● Исходный текст
Мать
Смерть отца для ребенка в малом возрасте — огромная потеря, но сиротство его половинное, пока жива мать. Нередко оставшийся без отца отрок бывает окружен вниманием и заботами матери даже больше, чем дети в иных семьях.
Что мы знаем о матери Михаила, княгине Алене Петровне? Как о любой женщине той эпохи, немногое. Происходила она из княжеского рода Татевых, ветви князей Стародубских (Ряполовских), ведущей свое происхождение от Рюрика. Ее отец Петр Иванович Татев получил боярство при Иване IV, а его родные братья, Андрей и Федор, дядья Алены, служили наместниками и воеводами. Матерью Алены Петровны была А. И. Стригина[61]. Петр Иванович — в иночестве Пимен — скончался 22 сентября 1581 года и похоронен в Троице-Сергиевой лавре[62]. Кроме дочери Алены ему наследовал сын Борис, сам отец троих сыновей.
И Борис Петрович, и двоюродный брат матери Иван Андреевич после того, как Алена Петровна овдовела, фактически стали наставниками маленького Михаила. Вместе со своими двоюродными и троюродными братьями воспитывался и рос оставшийся без отца мальчик. Когда же, повзрослев, он вступит на ратный путь, то первые свои военные назначения будет получать вместе с родным дядей Борисом Петровичем, под его началом; в Разрядных книгах их имена будут всегда стоять рядом. Под крылом дяди он получит и первое боевое крещение в боях с Болотниковым под Москвой, с ним же рядом будет оставаться до самой гибели Бориса Петровича в 1607 году.
Средневековое общество особенно плотно связывали нити родства, и корнем рода всегда выступал мужчина, — именно поэтому русские родословные книги вели счет поколений только по мужской линии. Но случалось, что роль главы семьи переходила в руки женщины, от которой в этих условиях требовались и жесткий характер, и умение быть рачительной хозяйкой. История сохранила нам немало имен «матерых вдов», властной рукой управлявших и своими домочадцами, и холопами: в этом ряду стоят и княгиня Ольга, и посадница Марфа Борецкая, и Елена Глинская. Не являя себя явно, но сквозь отдельные поступки все же высвечивая свой характер, Алена Петровна выступает перед нами именно такой женщиной, поневоле вставшей во главе своей семьи.
Занимая высокое положение вдовы думного боярина, Алена Петровна бывала на многих официальных мероприятиях. К тому же старший в то время среди Шуйских, князь Василий Иванович, долгое время оставался не женат, и поэтому роль старшей из женщин в роде Шуйских принадлежала Алене Петровне. Присутствовала она и на боярских пирах, и на царских свадьбах: ее имя упоминается на торжественном обеде по случаю венчания на царство Лжедмитрия I и на его свадьбе. Знала она и нравы знати, и цену слухам и доносам, особенно в царствование Бориса Годунова, когда доносительство, поощряемое подозрительным царем, расцвело пышным цветом.

● Задание 1
Повторите без изменений отрывок из текста о матери Михаила, начиная со слов «Занимая высокое положение» и вплоть до слов «расцвело пышным цветом.».
● Задание 2
Продолжите текст о матери Михаила, княгине Алене Петровне, с того места, на котором он заканчивается.

● Представленные данные

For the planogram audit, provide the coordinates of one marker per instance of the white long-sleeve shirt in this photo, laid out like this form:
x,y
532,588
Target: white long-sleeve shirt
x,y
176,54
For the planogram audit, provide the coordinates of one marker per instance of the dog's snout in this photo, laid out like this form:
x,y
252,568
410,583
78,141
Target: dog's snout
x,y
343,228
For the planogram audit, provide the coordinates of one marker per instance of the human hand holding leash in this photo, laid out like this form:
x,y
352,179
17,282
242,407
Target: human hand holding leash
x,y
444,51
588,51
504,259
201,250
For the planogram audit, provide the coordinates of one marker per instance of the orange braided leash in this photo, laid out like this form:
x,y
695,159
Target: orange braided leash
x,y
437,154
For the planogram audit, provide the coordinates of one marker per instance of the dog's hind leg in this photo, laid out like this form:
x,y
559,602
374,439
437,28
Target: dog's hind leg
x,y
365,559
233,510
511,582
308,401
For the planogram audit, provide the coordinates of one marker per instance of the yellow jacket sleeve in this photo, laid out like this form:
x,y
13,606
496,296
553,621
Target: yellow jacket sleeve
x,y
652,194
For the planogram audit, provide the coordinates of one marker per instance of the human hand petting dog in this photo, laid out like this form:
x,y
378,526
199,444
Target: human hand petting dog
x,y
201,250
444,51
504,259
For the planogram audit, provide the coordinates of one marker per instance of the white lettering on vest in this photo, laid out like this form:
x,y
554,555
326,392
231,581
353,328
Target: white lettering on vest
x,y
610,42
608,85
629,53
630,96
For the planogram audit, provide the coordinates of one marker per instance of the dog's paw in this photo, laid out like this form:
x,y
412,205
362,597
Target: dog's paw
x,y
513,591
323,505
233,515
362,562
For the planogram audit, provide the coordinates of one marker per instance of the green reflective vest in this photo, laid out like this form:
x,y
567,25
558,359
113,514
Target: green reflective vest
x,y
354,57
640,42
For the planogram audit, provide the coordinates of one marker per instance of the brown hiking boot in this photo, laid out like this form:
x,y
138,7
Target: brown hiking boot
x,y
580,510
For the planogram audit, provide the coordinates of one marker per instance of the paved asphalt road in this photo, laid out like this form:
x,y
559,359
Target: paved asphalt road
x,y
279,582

● Ответ 1
Занимая высокое положение вдовы думного боярина, Алена Петровна бывала на многих официальных мероприятиях. К тому же старший в то время среди Шуйских, князь Василий Иванович, долгое время оставался не женат, и поэтому роль старшей из женщин в роде Шуйских принадлежала Алене Петровне. Присутствовала она и на боярских пирах, и на царских свадьбах: ее имя упоминается на торжественном обеде по случаю венчания на царство Лжедмитрия I и на его свадьбе. Знала она и нравы знати, и цену слухам и доносам, особенно в царствование Бориса Годунова, когда доносительство, поощряемое подозрительным царем, расцвело пышным цветом.

● Ответ 2
В 1598 году скончался последний представитель правящей ветви династии Рюриковичей — царь Федор Иванович, не оставивший после себя наследников. Год кончины царя Федора современник назовет «пучиной нашей скорби» и «годом общего рыдания», многие потом в годы Смуты будут считать Федора Ивановича последним законным правителем.
В государстве спешно принимались меры безопасности на случай иностранного вторжения. Были усилены гарнизоны пограничных крепостей Смоленска и Пскова. Находящихся в это время послов и купцов старались как можно скорее выпроводить за границу, а до отъезда содержали под стражей, выдавая продовольствие и сено для лошадей за казенный счет, — так боялись распространения вестей за границу. Интересно, что в этот момент не возникло даже намека на то брожение, какое через несколько лет и современники, и вслед за ними историки назовут Смутой[63]. Власть четко выполняла свои обязанности, и события не выходили из привычного для них русла.
Между тем в Москве шла борьба за власть, о которой по городу ползли слухи. Еще при жизни равнодушного к величию царя Федора Ивановича фактическим правителем государства стал его шурин Борис Годунов. Однако имелись и другие претенденты на престол, и среди них все чаще называли имена братьев Романовых. Об этом написал в своих мемуарах Конрад Буссов, немец на русской службе: умирающий Федор Иванович отдал царский скипетр не Борису Годунову, а Федору Никитичу Романову, но тот предложил его своему брату, а брат в свою очередь — другому брату по старшинству. Пока они передавали друг другу скипетр, Борис Годунов будто бы протянул руку и схватил его, а умиравший царь произнес: «Ну, кто хочет, тот пусть и берет скипетр, а мне невмоготу больше держать его»[64], — и скончался. Легенда эта выглядит совершенно неправдоподобной; тем не менее у нее есть вполне реальные основания: Романовы состояли в родстве с царем и знатностью превосходили многих других, тем более неродовитого Годунова. Федор Никитич Романов вполне мог стать преемником царя Федора Ивановича[65].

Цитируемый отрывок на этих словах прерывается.